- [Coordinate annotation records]
_ _ _ _ _ _ _

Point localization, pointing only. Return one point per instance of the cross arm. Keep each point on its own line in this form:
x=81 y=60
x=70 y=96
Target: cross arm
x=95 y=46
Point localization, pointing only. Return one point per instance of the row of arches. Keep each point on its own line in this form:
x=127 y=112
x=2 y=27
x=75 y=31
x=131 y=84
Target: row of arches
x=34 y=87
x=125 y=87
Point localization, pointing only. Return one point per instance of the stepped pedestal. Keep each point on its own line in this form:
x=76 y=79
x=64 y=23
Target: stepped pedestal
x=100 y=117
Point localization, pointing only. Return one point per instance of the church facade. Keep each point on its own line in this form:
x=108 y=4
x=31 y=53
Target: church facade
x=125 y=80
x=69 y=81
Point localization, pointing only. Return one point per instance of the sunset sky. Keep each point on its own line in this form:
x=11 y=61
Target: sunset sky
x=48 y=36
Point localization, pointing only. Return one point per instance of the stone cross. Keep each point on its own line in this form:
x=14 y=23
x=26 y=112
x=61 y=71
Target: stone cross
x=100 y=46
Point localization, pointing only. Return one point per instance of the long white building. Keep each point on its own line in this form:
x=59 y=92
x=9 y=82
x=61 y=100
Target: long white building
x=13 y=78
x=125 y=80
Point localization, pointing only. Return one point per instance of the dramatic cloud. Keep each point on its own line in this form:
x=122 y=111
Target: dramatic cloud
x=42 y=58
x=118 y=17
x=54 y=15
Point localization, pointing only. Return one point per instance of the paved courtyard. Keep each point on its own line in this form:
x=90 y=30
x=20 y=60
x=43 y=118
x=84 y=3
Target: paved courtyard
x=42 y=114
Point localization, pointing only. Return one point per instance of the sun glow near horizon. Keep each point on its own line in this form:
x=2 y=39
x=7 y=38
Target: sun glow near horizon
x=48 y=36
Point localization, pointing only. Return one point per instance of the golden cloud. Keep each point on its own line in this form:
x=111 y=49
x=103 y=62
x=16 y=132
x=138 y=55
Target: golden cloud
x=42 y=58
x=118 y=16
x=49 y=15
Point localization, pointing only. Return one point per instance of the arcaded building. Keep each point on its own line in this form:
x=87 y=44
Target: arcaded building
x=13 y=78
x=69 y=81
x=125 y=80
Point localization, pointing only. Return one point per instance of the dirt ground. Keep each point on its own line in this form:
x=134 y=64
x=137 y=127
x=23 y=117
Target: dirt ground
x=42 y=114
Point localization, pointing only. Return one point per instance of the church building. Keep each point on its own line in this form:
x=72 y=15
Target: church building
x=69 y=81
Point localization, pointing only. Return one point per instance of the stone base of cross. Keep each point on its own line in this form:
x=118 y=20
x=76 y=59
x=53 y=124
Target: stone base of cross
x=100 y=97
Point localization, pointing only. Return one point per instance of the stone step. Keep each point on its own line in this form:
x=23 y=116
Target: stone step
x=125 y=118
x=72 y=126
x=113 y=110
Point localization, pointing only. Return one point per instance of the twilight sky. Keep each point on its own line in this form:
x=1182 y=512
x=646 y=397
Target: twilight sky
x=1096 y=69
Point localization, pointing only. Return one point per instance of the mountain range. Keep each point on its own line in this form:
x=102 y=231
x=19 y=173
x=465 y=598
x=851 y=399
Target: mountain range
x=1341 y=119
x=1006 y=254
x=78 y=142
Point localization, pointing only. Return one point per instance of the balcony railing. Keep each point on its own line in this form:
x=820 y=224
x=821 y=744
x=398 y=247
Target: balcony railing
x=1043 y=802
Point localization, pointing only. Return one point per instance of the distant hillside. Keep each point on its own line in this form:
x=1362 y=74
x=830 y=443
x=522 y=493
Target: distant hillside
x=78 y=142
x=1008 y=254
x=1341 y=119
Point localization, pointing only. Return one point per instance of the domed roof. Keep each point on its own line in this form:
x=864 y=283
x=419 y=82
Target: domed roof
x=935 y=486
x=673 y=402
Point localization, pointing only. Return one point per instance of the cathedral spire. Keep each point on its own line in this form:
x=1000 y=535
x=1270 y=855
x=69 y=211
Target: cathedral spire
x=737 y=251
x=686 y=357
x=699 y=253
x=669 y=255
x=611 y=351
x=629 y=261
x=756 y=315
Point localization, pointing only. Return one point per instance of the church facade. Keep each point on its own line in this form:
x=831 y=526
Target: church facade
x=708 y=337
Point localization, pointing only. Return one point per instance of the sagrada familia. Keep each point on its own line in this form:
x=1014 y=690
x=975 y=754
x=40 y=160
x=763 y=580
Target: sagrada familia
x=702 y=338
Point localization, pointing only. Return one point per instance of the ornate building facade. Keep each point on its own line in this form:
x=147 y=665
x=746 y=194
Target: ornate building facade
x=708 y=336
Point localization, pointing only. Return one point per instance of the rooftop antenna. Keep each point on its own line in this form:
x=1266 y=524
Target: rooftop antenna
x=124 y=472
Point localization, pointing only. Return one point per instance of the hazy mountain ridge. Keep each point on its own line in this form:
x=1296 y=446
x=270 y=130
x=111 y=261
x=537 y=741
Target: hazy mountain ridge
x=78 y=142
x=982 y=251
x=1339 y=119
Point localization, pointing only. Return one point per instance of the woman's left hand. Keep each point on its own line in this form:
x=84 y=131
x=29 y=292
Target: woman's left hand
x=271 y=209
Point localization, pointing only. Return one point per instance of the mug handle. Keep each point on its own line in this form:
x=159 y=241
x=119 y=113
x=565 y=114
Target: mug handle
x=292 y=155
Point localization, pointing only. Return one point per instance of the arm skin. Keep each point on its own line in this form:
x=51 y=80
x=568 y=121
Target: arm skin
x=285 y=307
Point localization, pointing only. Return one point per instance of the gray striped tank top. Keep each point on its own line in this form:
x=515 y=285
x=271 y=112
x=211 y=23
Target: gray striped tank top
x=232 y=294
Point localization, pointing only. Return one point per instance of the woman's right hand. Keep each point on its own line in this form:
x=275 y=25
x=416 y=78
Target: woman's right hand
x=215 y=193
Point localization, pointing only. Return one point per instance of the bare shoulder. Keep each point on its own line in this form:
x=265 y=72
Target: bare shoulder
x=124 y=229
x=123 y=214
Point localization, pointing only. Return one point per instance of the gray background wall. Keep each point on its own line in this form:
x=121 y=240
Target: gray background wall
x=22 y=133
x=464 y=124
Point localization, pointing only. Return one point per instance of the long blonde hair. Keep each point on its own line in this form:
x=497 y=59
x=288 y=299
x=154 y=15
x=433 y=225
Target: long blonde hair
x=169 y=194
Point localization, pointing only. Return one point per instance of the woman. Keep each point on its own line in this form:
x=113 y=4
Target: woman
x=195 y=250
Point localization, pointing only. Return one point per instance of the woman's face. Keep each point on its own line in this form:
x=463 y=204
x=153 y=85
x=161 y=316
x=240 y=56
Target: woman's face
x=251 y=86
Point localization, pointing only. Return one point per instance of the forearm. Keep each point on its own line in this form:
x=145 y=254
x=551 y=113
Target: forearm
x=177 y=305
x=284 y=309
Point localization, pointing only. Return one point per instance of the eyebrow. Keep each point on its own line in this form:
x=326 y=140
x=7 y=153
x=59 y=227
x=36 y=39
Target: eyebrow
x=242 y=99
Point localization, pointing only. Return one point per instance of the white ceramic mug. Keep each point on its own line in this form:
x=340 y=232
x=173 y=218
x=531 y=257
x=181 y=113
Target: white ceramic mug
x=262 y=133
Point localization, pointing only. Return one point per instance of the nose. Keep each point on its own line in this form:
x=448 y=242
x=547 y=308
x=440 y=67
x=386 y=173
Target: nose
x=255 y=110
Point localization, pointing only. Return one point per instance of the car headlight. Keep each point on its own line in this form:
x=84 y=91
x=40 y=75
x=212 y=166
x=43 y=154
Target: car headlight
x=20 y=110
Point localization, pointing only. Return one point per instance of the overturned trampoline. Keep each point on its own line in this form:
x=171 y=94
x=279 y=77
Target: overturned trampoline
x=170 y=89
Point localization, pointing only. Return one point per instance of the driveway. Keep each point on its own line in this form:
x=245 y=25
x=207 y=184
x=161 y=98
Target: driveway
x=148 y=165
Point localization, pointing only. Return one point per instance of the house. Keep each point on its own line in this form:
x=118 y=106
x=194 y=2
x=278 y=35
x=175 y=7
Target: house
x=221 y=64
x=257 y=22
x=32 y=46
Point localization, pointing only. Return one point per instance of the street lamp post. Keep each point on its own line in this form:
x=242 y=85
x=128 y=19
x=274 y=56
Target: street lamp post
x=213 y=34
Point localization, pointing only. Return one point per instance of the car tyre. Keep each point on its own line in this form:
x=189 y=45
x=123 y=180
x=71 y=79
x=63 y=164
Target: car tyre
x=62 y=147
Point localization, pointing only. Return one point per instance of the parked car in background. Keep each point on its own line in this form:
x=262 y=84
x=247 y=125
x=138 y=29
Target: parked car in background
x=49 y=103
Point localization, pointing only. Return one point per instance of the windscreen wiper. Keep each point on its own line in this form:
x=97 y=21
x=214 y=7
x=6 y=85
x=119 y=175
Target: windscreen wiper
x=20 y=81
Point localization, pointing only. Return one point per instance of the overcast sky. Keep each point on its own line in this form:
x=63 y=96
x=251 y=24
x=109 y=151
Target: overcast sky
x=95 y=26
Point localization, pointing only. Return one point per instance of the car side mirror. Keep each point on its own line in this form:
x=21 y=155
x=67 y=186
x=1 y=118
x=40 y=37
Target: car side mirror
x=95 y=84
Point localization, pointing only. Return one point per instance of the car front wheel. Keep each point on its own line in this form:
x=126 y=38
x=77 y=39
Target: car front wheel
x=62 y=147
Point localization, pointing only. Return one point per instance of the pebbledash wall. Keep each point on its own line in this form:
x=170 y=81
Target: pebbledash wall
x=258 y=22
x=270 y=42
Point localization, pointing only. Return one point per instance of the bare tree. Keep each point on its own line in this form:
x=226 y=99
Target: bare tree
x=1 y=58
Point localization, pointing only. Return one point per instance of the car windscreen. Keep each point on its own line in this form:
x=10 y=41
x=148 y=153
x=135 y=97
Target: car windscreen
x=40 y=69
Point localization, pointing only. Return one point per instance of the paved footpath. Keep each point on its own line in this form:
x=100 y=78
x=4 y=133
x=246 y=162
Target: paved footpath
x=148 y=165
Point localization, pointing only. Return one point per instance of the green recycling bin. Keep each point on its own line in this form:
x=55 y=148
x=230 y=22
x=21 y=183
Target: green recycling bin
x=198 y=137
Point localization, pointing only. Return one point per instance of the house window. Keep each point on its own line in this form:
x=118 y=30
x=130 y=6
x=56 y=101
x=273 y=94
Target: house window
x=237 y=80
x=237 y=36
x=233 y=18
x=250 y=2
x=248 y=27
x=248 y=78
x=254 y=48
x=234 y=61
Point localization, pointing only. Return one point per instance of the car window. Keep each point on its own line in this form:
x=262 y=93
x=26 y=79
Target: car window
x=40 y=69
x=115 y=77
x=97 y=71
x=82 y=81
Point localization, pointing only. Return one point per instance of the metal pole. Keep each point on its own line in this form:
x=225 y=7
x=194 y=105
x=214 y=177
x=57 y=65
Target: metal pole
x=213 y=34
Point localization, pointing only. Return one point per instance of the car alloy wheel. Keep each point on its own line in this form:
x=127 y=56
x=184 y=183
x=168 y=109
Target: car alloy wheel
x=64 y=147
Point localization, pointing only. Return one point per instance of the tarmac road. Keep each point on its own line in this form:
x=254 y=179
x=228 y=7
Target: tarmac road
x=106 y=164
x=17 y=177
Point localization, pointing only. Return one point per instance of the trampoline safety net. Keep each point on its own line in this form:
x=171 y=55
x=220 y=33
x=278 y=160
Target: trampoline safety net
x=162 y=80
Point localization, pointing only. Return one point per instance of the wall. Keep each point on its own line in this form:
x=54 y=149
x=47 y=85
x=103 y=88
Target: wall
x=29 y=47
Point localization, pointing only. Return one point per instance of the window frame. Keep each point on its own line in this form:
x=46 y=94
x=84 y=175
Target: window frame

_ _ _ _ _ _ _

- [WHAT TO WORK ON]
Copy out the records verbatim, starting at the line containing "of the cathedral" and ending at the line containing "x=702 y=338", with both of those lines included.

- [FINISHED EXERCISE]
Point localization, pointing only. Return one point per instance of the cathedral spire. Keep each point on its own line in this form:
x=1000 y=535
x=1270 y=855
x=69 y=211
Target: cathedral spire
x=737 y=251
x=686 y=357
x=699 y=253
x=669 y=255
x=611 y=351
x=629 y=261
x=756 y=315
Point localization, pointing only. Return one point per instance of the church facade. Keep each point on its own line in this form:
x=831 y=526
Target: church facade
x=708 y=337
Point localization, pointing only. Return one point per instance of the sagrada familia. Keep each point on its own line in this form:
x=1014 y=690
x=975 y=754
x=40 y=160
x=763 y=580
Target: sagrada familia
x=702 y=338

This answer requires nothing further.